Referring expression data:
== Segment start ==
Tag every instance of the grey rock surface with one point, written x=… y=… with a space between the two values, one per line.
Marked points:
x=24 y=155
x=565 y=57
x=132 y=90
== Segment end ==
YOUR TASK » Nothing in the records may be left out; transcribe all of them exactly.

SOLVED PROBLEM »
Tag every instance of the grey rock surface with one point, written x=… y=… with a space between the two values, one per line.
Marked points:
x=24 y=155
x=565 y=57
x=132 y=90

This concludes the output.